=== Exercise text ===
----

Cell Size Tuning is a similar metric to Minimum RSSI that operates in a slightly different way. While Minimum RSSI emphasizes the use of signal strength to select access points when multiple are available on the same SSID, Cell Size Tuning measures the level of interference which will be transmitted over instead of trying to change channels, effectively dictating the level of ambient interference that needs to be overcome. We didn’t use Cell Size Tuning, because it’s recommended to either use Cell Size Tuning or Minimum RSSI with strict mode (we preferred the latter option).

Airtime fairness

Airtime fairness divides the available spectrum into lanes, which helps provide all wireless clients with an equal experience. This policy prevents small groups of users from overusing the wireless network. Each access point limits the number of clients which can connect to it based on how much transmit/receive time it can allocate for each client.

As a result, slower clients with less data to send will operate at a lower priority compared to faster clients who need to move larger amounts of data in the same space. This approach effectively increases the overall throughput of the wireless network at the expense of those slower clients.

----

=== Entries supplied ===

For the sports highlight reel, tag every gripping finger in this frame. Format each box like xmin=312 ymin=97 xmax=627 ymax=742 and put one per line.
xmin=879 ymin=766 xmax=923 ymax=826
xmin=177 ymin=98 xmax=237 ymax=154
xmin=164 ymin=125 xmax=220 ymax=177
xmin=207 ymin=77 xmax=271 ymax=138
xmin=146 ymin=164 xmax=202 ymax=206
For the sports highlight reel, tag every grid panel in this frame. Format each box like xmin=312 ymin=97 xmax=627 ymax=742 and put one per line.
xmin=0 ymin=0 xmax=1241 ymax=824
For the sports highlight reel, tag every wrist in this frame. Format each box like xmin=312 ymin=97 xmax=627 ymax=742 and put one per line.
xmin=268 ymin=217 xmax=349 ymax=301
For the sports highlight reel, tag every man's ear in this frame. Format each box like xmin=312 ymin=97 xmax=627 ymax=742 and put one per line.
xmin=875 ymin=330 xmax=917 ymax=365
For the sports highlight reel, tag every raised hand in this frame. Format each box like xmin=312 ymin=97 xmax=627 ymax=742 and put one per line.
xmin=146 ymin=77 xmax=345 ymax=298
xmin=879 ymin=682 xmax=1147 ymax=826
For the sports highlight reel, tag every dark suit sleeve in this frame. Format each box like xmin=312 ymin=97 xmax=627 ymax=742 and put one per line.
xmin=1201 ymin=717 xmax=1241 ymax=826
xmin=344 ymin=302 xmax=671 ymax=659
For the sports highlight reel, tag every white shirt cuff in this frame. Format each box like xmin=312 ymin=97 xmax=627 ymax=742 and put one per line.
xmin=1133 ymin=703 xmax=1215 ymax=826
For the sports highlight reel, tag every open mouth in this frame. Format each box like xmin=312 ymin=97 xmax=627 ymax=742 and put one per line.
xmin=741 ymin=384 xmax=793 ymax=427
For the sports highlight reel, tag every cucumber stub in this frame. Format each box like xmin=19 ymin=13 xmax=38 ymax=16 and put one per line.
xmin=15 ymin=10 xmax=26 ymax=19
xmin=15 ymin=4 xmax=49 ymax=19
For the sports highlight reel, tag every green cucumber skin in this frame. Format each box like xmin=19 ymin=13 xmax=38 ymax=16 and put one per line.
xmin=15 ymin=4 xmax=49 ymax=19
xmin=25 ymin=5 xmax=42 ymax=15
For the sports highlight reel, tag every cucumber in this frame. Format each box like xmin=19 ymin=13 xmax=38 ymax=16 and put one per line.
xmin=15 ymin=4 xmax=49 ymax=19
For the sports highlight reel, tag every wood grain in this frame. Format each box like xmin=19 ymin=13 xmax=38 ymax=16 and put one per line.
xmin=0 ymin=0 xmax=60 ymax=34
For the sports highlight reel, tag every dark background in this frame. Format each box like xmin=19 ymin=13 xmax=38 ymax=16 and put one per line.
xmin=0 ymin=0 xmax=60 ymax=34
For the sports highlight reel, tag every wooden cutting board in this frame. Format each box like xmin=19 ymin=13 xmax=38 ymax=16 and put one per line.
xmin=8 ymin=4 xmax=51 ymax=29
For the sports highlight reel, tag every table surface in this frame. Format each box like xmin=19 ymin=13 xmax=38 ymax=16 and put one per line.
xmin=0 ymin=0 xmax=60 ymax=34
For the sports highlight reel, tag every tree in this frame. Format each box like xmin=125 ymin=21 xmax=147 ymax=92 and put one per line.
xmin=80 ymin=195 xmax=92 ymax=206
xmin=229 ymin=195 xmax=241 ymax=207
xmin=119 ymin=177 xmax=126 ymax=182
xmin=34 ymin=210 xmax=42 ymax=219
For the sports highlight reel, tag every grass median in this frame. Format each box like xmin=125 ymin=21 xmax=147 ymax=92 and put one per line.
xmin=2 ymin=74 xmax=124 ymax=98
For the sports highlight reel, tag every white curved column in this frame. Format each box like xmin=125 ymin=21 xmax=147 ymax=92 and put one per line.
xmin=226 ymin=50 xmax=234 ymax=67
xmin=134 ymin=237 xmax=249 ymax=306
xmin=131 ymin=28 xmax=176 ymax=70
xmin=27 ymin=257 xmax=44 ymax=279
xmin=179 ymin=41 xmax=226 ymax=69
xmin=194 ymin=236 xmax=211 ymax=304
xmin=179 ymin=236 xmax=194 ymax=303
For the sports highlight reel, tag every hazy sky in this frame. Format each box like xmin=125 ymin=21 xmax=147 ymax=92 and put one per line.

----

=== Activity 1 ===
Retype the part of the wireless settings text that begins at the words "As a result, slower" and stops after the words "those slower clients.".
=== Activity 2 ===
Using the wireless settings text, decide whether each statement agrees with it. Answer yes or no and quote the words that decide it.
(a) Cell Size Tuning was used.
(b) Airtime fairness keeps small groups of users from overusing the wireless network.
(c) Under airtime fairness, slower clients get a higher priority than faster clients.
=== Activity 3 ===
Continue the wireless settings text from its final sentence.

=== Expected answer 1 ===
As a result, slower clients with less data to send will operate at a lower priority compared to faster clients who need to move larger amounts of data in the same space. This approach effectively increases the overall throughput of the wireless network at the expense of those slower clients.

=== Expected answer 2 ===
(a) No: "We didn’t use Cell Size Tuning"
(b) Yes: "This policy prevents small groups of users from overusing the wireless network."
(c) No: "slower clients with less data to send will operate at a lower priority compared to faster clients"

=== Expected answer 3 ===
Limiting multicast and broadcast traffic

Limiting multicast and broadcast traffic from being exchanged between the wired LAN and wireless network is almost mandatory in a high-density hybrid environment. This step helps prevent the wired clients from accidentally eating up wireless spectrum space with ultimately useless data. Similarly, narrowing the scope of ARP requests is also necessary to eliminate needless client network chatter.

Data rate limiting

One key aspect of wireless network tuning is to try to minimize the amount of time/spectrum space spent on management traffic. You want to get beacons sent as quickly as possible, but slower clients connected to the access point can hold up this process.

Setting the minimum data rate accomplishes two key objectives:

1. It makes the client radio maintain at least a specific data rate to stay connected to the access point. This is similar to minimum RSSI. If the client can’t maintain the data rate with the access point in question, it might be able to do so with a physically closer access point.
2. It forces beacon traffic to happen at 6Mbps (on 5GHz) instead of 1Mbps. This means less airtime is spent handling signalling beacon traffic. Instead, airtime can be dedicated to real data transfer. This is very important in establishing a minimum bar of “quality” for the clients on the wireless network.

Smart queues

UniFi has a QoS feature called “Smart Queues.” This feature uses the speed of the internet connection to provide quality of service to all clients (wired and wireless). For wireless clients, this feature is important because it provides a better way of prioritizing what should be low-latency traffic, such as a SIP circuit or streaming media.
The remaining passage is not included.